• **What needs to be done**: Quote each line exactly, from the line that contains "in dark jacket" down to the last line of the listing, and no other lines.

Excerpts from point annotation data:

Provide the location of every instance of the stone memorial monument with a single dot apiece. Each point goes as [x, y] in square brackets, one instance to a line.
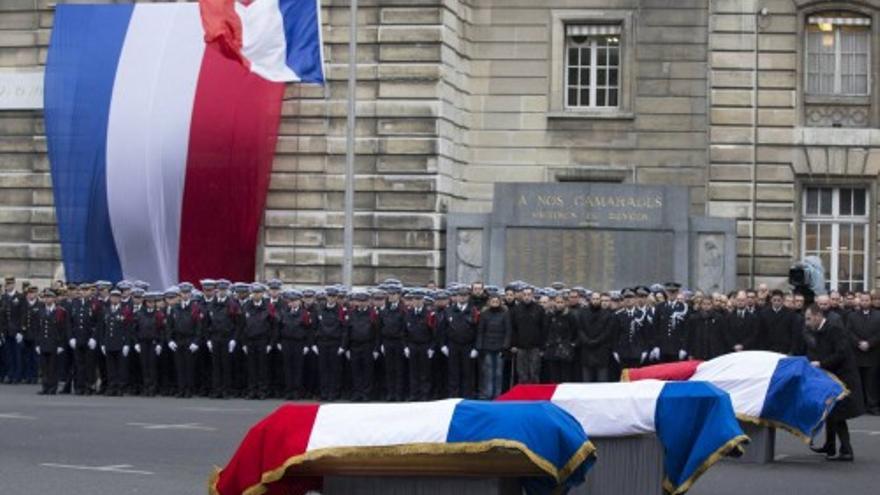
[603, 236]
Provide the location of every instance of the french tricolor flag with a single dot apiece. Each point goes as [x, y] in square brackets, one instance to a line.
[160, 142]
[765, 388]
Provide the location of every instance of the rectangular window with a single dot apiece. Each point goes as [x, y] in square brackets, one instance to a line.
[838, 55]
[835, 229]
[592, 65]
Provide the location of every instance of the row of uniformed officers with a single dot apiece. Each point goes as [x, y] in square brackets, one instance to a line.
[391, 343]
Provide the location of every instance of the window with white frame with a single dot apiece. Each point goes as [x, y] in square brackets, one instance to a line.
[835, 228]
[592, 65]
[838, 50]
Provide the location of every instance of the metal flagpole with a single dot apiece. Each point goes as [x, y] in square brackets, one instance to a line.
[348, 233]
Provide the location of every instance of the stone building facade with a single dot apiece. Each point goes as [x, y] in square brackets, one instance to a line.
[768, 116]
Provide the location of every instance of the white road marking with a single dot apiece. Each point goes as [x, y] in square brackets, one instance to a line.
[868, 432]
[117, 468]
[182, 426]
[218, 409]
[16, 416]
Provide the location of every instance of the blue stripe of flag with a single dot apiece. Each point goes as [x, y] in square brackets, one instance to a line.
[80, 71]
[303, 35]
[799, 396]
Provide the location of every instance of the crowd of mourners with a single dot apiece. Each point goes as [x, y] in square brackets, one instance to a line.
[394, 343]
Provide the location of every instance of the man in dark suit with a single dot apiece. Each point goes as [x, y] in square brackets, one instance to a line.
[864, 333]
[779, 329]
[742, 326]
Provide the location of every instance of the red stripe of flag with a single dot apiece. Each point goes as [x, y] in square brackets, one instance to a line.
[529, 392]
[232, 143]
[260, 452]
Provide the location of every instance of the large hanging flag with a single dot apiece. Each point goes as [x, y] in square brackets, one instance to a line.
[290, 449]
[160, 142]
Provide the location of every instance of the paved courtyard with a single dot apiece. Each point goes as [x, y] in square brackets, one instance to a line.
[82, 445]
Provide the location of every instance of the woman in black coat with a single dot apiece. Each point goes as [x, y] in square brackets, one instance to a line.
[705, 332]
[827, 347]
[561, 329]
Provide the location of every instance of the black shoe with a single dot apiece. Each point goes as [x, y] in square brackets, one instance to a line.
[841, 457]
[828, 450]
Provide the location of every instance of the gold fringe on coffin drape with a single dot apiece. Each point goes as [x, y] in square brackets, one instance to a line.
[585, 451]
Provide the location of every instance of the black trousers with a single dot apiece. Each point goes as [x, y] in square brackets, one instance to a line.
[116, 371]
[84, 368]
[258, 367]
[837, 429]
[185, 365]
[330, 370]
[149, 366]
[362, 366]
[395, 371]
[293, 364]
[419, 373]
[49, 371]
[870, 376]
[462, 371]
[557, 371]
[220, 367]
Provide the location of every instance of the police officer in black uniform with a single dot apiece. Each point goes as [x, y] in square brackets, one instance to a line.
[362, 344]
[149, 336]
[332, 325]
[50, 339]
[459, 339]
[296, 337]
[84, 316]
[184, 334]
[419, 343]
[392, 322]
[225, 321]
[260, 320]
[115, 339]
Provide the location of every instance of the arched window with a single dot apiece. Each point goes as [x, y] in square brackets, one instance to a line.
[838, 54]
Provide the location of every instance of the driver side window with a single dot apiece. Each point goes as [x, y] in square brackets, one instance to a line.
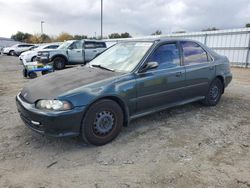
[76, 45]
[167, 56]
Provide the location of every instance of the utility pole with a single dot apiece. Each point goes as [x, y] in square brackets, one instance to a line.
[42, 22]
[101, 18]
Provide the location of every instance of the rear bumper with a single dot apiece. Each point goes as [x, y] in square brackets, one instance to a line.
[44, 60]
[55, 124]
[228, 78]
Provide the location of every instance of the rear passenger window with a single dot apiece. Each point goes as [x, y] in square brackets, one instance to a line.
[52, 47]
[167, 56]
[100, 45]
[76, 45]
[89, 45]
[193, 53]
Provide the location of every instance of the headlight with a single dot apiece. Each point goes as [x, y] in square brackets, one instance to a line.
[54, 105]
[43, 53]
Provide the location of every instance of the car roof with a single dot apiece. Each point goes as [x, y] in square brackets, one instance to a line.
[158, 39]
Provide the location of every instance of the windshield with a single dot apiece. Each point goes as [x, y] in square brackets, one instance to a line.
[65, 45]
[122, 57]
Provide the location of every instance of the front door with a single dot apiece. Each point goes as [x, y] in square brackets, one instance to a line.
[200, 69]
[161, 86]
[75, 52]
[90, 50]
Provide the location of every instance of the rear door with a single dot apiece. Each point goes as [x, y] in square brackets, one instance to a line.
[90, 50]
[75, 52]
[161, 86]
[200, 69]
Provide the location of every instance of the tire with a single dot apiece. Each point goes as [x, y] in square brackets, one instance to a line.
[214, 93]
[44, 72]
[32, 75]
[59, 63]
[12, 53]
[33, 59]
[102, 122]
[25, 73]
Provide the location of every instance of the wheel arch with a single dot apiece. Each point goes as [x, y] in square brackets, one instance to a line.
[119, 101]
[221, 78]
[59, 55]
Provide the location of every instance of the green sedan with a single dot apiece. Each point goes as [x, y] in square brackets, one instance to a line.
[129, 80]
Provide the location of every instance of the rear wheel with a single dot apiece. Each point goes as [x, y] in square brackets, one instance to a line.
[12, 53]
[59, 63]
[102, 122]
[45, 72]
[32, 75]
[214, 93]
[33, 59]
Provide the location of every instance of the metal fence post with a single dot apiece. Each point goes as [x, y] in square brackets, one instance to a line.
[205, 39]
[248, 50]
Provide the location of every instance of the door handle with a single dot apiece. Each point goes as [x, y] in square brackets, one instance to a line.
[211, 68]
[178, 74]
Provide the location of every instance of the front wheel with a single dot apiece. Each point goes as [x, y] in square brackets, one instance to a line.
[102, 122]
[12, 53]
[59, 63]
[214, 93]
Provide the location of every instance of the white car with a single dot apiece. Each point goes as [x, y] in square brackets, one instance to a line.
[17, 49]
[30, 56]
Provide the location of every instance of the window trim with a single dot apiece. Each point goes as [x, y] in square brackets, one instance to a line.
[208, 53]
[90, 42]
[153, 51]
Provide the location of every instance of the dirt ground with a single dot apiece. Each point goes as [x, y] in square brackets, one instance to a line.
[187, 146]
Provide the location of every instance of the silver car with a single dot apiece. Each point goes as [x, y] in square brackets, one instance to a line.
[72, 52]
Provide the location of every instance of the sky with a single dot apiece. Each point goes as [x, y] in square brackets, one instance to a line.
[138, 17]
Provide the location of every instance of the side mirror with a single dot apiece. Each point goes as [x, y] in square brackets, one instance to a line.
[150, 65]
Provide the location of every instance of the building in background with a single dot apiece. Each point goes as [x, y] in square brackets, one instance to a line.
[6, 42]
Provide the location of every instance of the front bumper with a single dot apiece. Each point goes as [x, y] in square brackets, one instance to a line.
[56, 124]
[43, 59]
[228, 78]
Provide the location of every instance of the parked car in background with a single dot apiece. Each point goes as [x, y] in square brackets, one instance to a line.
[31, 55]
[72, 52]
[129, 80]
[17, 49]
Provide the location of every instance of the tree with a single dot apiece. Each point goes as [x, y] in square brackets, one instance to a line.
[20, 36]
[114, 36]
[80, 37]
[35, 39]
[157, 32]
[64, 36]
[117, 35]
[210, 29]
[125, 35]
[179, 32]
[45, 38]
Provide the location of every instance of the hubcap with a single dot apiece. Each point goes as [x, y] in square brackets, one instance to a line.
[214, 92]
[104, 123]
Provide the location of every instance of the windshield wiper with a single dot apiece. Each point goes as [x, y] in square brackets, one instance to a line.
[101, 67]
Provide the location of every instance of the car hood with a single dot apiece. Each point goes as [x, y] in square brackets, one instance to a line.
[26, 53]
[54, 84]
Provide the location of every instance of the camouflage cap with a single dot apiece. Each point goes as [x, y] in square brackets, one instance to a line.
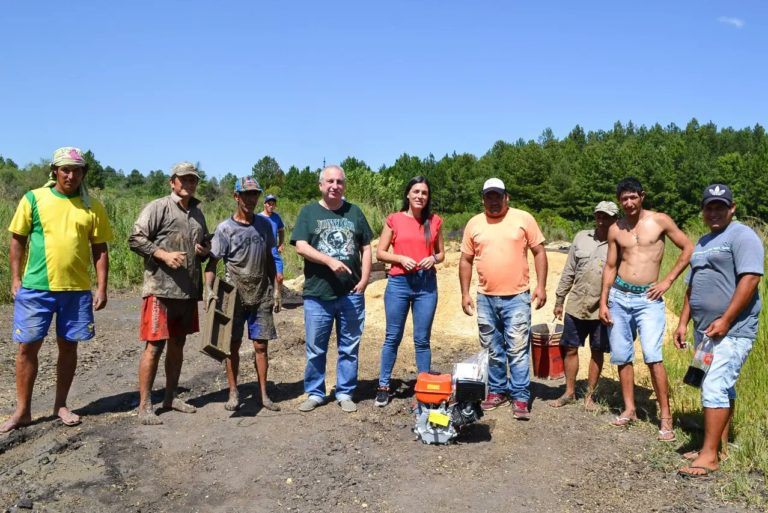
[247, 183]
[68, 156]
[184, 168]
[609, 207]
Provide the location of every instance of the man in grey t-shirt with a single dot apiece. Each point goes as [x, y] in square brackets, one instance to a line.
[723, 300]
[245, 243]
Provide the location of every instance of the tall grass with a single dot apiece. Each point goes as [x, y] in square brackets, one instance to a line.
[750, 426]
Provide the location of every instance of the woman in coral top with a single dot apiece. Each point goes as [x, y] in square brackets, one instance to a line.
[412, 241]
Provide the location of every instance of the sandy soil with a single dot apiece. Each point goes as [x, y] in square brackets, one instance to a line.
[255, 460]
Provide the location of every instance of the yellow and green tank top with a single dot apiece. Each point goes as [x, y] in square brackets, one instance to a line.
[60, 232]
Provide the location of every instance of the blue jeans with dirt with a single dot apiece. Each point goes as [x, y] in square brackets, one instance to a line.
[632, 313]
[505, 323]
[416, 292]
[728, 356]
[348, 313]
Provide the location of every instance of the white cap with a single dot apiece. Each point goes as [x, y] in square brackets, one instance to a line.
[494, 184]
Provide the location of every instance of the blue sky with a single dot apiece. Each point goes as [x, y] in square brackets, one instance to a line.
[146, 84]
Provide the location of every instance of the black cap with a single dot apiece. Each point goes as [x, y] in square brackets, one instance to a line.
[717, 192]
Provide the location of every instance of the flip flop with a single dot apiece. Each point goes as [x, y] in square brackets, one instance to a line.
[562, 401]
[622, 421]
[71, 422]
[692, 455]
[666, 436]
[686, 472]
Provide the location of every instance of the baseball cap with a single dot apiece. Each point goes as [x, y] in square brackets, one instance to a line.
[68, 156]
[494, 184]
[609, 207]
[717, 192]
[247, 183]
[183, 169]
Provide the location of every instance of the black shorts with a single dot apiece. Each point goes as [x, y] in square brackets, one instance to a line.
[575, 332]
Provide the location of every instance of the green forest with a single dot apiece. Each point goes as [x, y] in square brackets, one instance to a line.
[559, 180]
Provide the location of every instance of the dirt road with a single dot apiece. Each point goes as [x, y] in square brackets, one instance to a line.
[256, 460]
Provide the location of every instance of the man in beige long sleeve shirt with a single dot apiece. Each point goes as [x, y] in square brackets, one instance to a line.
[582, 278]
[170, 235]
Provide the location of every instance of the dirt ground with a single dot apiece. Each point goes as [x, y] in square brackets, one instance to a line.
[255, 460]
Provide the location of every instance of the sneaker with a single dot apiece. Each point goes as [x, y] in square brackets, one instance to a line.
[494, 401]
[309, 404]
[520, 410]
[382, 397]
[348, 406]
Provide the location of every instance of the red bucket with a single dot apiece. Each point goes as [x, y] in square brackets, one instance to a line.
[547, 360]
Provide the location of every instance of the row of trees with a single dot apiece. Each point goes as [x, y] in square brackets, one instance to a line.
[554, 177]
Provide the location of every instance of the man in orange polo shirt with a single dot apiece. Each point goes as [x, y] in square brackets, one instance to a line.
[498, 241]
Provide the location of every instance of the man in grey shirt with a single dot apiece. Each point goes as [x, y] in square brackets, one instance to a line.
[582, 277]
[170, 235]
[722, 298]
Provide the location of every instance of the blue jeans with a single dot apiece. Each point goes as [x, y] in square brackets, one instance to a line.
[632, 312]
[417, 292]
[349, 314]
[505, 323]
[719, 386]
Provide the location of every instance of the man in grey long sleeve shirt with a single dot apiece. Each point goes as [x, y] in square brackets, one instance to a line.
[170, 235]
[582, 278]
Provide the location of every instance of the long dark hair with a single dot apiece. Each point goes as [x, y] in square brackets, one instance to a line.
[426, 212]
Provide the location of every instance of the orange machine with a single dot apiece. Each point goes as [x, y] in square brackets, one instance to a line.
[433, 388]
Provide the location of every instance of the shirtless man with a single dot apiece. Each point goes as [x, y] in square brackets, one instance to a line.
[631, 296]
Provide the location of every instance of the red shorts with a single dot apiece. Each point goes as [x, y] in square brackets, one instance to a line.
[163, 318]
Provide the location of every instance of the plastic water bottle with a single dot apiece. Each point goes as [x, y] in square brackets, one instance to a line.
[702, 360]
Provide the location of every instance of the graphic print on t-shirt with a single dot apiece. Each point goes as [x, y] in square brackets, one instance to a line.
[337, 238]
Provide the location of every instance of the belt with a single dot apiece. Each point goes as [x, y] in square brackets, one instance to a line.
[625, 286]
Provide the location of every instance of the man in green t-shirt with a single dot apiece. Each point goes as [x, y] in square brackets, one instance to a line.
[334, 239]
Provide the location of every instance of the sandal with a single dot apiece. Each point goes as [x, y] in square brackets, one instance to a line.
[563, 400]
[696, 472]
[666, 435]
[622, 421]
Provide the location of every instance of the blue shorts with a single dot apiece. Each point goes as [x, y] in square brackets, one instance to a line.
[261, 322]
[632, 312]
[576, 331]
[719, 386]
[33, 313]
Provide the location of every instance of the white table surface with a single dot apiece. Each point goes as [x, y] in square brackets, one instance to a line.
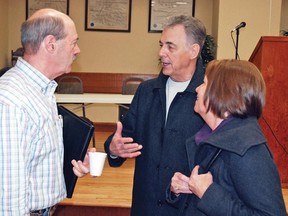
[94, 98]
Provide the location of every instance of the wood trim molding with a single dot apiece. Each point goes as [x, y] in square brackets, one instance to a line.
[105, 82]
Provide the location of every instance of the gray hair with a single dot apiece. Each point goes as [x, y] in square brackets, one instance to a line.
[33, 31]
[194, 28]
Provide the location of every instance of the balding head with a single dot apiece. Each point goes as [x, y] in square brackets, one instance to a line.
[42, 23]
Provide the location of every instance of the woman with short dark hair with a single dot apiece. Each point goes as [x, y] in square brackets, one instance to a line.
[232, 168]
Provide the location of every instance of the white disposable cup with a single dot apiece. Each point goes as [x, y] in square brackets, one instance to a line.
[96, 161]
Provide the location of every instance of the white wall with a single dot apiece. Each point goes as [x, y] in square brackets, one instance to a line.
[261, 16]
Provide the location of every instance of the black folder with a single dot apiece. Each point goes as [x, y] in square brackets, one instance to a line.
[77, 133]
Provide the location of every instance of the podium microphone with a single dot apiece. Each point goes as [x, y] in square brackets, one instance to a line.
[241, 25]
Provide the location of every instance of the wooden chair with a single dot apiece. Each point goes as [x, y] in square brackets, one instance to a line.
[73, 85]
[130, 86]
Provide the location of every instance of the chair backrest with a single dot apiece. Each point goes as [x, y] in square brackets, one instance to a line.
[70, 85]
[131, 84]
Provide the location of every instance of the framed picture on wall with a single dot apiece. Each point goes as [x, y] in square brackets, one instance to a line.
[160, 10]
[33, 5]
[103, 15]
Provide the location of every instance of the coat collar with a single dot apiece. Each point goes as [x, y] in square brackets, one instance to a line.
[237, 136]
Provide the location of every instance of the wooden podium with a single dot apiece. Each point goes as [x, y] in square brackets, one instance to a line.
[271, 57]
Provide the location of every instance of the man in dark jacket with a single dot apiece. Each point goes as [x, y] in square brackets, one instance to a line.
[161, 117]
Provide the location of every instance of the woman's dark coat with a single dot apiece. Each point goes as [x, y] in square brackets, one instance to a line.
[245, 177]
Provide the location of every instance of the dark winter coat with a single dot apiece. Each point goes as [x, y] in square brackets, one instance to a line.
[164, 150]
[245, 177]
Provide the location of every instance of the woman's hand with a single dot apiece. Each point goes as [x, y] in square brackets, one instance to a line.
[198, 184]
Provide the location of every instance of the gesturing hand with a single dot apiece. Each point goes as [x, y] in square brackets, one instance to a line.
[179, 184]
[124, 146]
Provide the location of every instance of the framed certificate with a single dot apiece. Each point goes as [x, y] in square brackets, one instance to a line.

• **Response to this task**:
Provide the location of every instance of the man in dark jacket with a single dot apiece. Each point goes as [x, y] in square brackets, one instance to a line.
[161, 117]
Provide the location of every instance of the woman's dark coat with a single dot apiece. Each point goes as [x, y] in square brackets, one instance to a line.
[245, 177]
Provide the location of every instance of the dark winter coat with a single dot apiece. Each point goes as [x, y] in square brackets, one instance to a line.
[164, 150]
[245, 177]
Provide the location of every instance of the woman's hand with a single dot apiece. Each point goes as [x, y] in square brackets, one instance to a line.
[198, 184]
Provide the location of every instance of the gesturing hand with a single dot apiece. Each point goes as [x, y] in square brackets, one instance to a line.
[179, 184]
[124, 146]
Provide the location of every instance of the framed certificate with a single dot apiece. Each point goes as [x, y] in square brackets, one instance to a line.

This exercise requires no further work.